The records come next. Copy all of them exactly.

### Collection entries
____________

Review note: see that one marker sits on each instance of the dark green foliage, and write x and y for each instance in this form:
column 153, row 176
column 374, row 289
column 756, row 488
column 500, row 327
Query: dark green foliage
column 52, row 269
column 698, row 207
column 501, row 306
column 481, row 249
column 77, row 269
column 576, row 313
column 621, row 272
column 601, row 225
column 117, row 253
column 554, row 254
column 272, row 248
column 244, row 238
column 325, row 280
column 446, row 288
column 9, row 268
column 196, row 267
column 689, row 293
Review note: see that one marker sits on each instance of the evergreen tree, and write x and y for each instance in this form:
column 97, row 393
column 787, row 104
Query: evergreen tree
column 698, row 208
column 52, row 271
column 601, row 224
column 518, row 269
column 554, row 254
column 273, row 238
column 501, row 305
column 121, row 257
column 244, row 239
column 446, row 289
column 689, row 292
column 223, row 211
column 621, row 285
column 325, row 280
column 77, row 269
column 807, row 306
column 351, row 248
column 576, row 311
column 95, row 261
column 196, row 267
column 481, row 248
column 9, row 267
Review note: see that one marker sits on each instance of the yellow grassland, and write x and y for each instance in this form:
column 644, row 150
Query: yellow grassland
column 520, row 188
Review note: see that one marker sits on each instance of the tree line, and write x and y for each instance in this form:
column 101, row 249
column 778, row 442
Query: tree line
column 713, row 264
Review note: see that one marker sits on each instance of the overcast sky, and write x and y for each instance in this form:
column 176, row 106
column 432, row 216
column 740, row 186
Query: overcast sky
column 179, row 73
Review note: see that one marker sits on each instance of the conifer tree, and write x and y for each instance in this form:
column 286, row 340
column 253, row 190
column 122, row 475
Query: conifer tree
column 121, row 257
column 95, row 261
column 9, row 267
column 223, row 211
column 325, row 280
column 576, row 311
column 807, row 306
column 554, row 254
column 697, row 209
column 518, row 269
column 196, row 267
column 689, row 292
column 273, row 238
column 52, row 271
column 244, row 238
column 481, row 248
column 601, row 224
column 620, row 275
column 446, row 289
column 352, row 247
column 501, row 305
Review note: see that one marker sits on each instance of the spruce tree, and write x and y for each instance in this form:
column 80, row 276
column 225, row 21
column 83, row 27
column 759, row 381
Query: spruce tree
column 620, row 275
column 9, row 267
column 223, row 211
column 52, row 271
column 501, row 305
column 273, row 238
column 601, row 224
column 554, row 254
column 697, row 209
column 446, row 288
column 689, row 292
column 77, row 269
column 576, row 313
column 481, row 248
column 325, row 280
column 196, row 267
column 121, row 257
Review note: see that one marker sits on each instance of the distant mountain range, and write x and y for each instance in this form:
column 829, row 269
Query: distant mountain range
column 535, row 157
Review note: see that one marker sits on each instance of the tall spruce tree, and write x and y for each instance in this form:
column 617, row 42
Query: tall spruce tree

____________

### Result of this task
Review note: see that one marker sits on each instance of the dark green foliage, and write x and y for each instance in this form:
column 153, row 176
column 374, row 289
column 756, row 488
column 500, row 327
Query: dark green foliage
column 52, row 269
column 698, row 207
column 501, row 306
column 481, row 249
column 77, row 269
column 576, row 313
column 621, row 272
column 601, row 225
column 117, row 253
column 554, row 254
column 272, row 248
column 244, row 238
column 325, row 280
column 446, row 288
column 9, row 268
column 196, row 267
column 689, row 293
Review note: see that one marker sits on each instance of the evergreen tree, and write x and y for each instance in this form:
column 97, row 393
column 787, row 104
Query: evergreen tree
column 698, row 208
column 52, row 271
column 601, row 224
column 518, row 269
column 554, row 254
column 273, row 238
column 501, row 305
column 121, row 257
column 244, row 239
column 446, row 289
column 689, row 292
column 223, row 211
column 621, row 285
column 325, row 280
column 77, row 269
column 807, row 306
column 351, row 248
column 576, row 311
column 95, row 261
column 196, row 267
column 481, row 248
column 9, row 267
Review note: see that one marker sits on each instance of the yellow grassland, and write x and y for each instance in this form:
column 644, row 150
Query: yellow grassland
column 520, row 188
Review note: see that one marker sits on each instance of the tree line, and write x and y for each instance in this form:
column 101, row 249
column 778, row 442
Query: tree line
column 713, row 264
Review note: see that one marker sits on each instance of the overcast sky, and write x and y for each instance in this form:
column 176, row 106
column 432, row 216
column 740, row 186
Query: overcast sky
column 179, row 73
Review note: see that one marker sits on each instance of the conifer tree, and write x and y for each instance in this form:
column 286, row 340
column 253, row 190
column 122, row 475
Query: conifer tree
column 121, row 257
column 95, row 261
column 9, row 267
column 223, row 211
column 325, row 280
column 576, row 311
column 807, row 306
column 554, row 254
column 697, row 209
column 518, row 269
column 196, row 267
column 689, row 292
column 273, row 238
column 52, row 271
column 244, row 238
column 481, row 248
column 601, row 224
column 620, row 275
column 446, row 289
column 352, row 247
column 501, row 305
Review note: see that one marker sits on each instance of the spruce tree, and write x and y for each instance in this form:
column 80, row 276
column 225, row 21
column 83, row 27
column 759, row 381
Query: spruce tree
column 620, row 275
column 9, row 267
column 223, row 211
column 52, row 271
column 501, row 305
column 273, row 238
column 601, row 224
column 554, row 254
column 697, row 209
column 446, row 288
column 689, row 292
column 77, row 269
column 576, row 313
column 481, row 248
column 325, row 280
column 196, row 267
column 121, row 257
Review note: see that one marker sits on each instance of the distant mountain range, and write x and y for each instance in this form:
column 829, row 269
Query: distant mountain range
column 535, row 157
Review note: see that one marker sits on each instance of the tall spruce tree, and write x and y for each instance in this form:
column 617, row 42
Query: tall spruce tree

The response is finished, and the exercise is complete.